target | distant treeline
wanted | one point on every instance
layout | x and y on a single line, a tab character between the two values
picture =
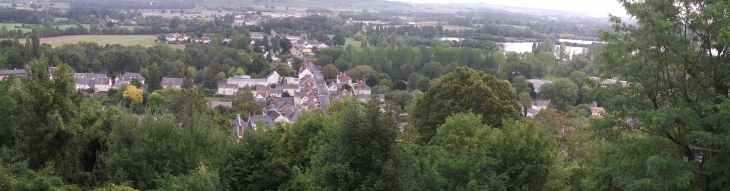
115	4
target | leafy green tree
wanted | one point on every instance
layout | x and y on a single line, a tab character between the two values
330	72
8	117
525	101
135	82
562	94
676	93
153	78
424	83
339	40
133	157
461	91
547	61
500	60
259	64
361	72
46	108
364	154
520	84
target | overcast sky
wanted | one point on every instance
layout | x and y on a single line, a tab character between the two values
601	7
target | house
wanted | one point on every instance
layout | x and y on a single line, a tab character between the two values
540	105
239	21
291	80
597	111
238	125
126	78
277	117
381	98
261	91
343	78
17	72
98	82
532	112
304	73
361	88
172	82
290	88
273	78
256	120
277	91
364	97
227	89
174	37
536	83
294	38
243	81
226	104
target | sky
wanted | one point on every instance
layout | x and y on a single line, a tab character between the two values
600	7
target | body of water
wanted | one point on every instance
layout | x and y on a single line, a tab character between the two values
577	41
451	38
527	47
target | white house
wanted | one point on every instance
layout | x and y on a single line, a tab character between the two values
227	89
273	78
172	82
291	80
243	81
304	73
343	78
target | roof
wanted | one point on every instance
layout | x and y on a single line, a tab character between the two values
12	72
129	76
284	100
541	103
289	86
227	104
227	85
88	76
261	118
295	116
363	86
172	81
262	88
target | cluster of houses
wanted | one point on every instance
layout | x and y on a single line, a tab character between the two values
539	105
303	91
306	46
247	20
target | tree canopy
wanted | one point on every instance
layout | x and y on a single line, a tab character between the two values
461	91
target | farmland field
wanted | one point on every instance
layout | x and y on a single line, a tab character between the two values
126	40
11	26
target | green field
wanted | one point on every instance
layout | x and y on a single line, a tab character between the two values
126	40
218	99
11	26
347	40
64	27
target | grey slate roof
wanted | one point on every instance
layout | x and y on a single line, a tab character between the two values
172	81
227	85
284	100
364	96
129	76
89	76
262	88
541	103
262	118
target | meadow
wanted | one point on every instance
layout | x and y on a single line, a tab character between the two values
126	40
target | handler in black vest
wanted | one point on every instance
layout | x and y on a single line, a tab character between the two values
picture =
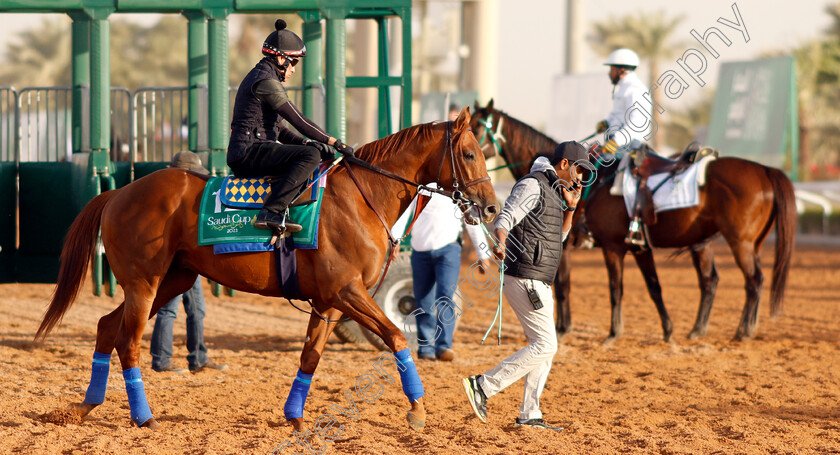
261	146
532	228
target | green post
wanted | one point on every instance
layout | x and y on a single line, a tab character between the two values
219	104
385	126
793	125
405	119
336	73
100	84
81	78
313	37
197	72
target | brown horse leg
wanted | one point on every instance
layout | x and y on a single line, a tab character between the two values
316	339
354	301
139	297
644	259
614	257
106	331
748	261
562	288
176	282
704	264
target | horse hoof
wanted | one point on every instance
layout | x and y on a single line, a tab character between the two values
695	334
415	420
150	424
81	409
297	423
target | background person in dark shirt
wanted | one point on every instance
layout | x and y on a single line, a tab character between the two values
261	146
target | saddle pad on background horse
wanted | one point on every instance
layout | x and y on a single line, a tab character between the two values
229	206
677	192
617	188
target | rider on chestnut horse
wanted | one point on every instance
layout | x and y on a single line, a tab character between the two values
260	145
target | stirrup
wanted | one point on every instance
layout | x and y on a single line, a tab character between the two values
635	237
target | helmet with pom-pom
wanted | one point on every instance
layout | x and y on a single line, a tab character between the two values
283	42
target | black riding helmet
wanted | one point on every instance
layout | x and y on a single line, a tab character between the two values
286	43
283	42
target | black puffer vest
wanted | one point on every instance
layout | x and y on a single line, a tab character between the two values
253	120
535	244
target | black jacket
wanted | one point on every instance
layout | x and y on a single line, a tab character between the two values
534	246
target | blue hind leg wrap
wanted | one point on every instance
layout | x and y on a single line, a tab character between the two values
293	409
98	378
412	385
140	411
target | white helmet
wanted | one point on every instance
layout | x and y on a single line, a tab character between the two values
623	57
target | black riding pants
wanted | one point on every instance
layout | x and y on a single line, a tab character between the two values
288	165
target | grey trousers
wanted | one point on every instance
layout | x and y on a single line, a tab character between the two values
534	360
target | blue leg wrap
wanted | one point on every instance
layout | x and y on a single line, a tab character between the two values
98	378
412	385
140	411
293	409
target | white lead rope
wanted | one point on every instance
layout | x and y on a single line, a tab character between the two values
501	286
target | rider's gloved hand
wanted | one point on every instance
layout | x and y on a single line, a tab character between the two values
601	126
327	152
344	148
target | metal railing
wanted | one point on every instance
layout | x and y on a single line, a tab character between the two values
160	123
8	123
150	124
44	124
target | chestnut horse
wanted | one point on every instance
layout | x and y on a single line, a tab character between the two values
740	201
149	231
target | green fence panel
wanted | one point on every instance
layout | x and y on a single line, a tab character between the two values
45	217
7	222
752	112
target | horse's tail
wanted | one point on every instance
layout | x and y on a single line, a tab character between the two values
784	207
79	245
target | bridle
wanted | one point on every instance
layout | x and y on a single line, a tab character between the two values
458	174
456	194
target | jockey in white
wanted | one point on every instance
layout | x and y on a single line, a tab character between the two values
630	117
629	123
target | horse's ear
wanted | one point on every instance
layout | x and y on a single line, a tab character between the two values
463	120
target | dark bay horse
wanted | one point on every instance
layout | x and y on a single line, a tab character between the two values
149	231
740	201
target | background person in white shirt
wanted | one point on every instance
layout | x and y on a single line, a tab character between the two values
435	265
630	117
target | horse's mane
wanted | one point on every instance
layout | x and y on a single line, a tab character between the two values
377	151
531	137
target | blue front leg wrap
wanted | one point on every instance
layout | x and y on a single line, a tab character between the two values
98	378
293	408
140	411
412	385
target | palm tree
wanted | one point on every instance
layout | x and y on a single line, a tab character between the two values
39	57
647	34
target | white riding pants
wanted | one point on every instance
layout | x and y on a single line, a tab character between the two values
534	360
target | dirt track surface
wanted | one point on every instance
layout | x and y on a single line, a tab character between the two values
777	393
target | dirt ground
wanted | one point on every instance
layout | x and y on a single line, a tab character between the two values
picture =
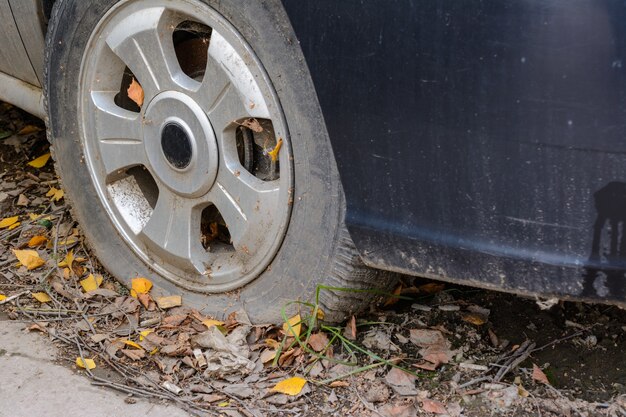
437	350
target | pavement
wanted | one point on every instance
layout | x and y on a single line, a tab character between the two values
33	383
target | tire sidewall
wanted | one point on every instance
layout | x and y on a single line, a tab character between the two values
306	254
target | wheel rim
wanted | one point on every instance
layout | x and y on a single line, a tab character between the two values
194	179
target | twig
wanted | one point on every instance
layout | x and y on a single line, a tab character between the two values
14	297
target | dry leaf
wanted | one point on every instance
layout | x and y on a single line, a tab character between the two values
132	344
143	334
473	318
295	324
40	162
292	386
55	194
91	283
42	297
432	406
172	301
274	153
28	129
37	241
87	364
29	258
350	330
140	286
211	322
68	261
318	342
136	93
8	222
539	375
268	355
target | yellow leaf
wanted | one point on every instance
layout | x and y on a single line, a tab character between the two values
141	286
8	222
55	195
29	258
142	335
135	93
169	302
211	322
91	283
132	344
274	154
40	162
88	364
42	297
292	386
295	324
68	261
28	129
37	241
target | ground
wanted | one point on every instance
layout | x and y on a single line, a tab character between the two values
436	349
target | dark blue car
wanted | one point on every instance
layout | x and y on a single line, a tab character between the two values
243	153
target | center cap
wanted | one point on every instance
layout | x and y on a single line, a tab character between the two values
180	144
176	145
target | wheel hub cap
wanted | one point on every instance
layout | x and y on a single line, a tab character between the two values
176	145
185	159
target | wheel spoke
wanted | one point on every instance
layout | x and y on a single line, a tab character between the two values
112	121
222	53
143	41
119	134
228	110
247	205
174	232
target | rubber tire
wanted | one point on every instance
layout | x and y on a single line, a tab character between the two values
317	248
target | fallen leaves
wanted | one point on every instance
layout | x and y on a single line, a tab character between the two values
432	406
40	162
291	386
8	222
55	194
539	375
42	297
274	153
435	347
140	286
29	258
91	283
37	241
172	301
88	364
401	382
136	93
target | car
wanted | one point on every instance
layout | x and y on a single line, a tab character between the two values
246	153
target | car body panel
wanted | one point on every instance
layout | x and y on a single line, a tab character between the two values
479	142
14	60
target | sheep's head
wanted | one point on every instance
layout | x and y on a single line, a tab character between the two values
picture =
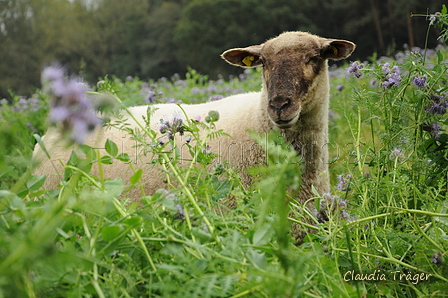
295	66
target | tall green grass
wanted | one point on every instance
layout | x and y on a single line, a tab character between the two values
382	232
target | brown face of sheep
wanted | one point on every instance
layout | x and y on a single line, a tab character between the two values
292	64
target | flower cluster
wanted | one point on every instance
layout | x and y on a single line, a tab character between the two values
354	69
439	105
332	204
151	95
70	104
420	82
397	154
23	105
435	130
393	77
344	182
437	258
173	127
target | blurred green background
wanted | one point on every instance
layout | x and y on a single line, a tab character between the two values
154	38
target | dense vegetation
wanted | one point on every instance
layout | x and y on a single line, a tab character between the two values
154	38
385	222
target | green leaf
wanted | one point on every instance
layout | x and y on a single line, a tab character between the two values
124	157
106	159
263	235
35	182
109	233
111	147
439	56
133	221
137	176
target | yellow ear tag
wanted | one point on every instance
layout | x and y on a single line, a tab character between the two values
335	50
248	60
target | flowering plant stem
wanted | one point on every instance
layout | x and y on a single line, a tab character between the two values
176	174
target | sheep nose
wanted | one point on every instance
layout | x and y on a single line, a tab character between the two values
279	103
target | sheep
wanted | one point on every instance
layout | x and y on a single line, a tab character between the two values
294	99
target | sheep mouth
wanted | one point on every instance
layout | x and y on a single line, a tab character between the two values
284	124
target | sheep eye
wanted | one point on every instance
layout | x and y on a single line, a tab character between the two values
314	59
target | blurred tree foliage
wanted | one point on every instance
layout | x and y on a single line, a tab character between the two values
154	38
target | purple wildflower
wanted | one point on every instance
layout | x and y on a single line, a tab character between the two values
439	105
437	258
354	69
397	154
420	82
343	184
173	127
207	150
150	97
393	77
180	211
435	130
27	105
215	97
70	104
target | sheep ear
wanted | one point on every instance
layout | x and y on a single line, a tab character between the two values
244	57
337	49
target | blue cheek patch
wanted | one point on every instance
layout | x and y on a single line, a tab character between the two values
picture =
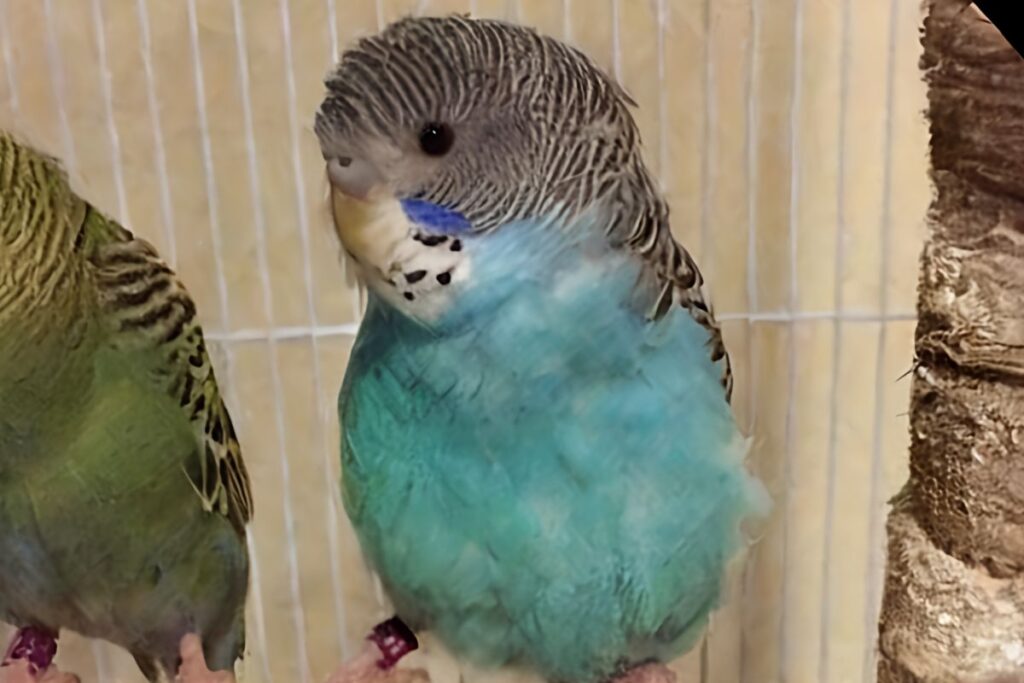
435	218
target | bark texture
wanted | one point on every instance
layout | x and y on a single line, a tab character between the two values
953	603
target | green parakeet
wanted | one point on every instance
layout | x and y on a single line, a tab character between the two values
123	495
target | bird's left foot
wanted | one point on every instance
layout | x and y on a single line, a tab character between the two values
648	673
36	645
388	643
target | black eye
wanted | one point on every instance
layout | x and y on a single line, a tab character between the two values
436	139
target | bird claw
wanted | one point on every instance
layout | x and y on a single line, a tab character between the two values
36	645
394	639
648	673
389	642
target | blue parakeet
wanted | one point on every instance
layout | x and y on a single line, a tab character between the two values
123	495
539	454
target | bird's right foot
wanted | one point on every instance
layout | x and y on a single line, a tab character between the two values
389	642
35	645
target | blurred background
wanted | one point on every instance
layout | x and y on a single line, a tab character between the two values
788	136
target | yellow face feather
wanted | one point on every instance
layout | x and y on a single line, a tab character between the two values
391	257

◇ ◇ ◇ ◇ ◇

__SHORT EXERCISE__
Return the line that contains "target | blue parakeet" and all lines after it, verbatim, and nothing else.

__RESPONSE FOR THIS EXERCISE__
target | blue parakeet
wanted | one point on every instance
layout | x and y on a single line, a tab character between the two values
123	495
539	454
target | bird's right foot
wanted | one point on every instance
layout | x and y on a single line, a tab character between the two values
389	642
35	645
target | blurred background
wanted | one point on every instance
layout | x and y on a single line, a tab character between the two values
788	136
target | yellow face feather
wanted | one point on every instance
layout | x and y on a single line, a tab character between the two values
391	257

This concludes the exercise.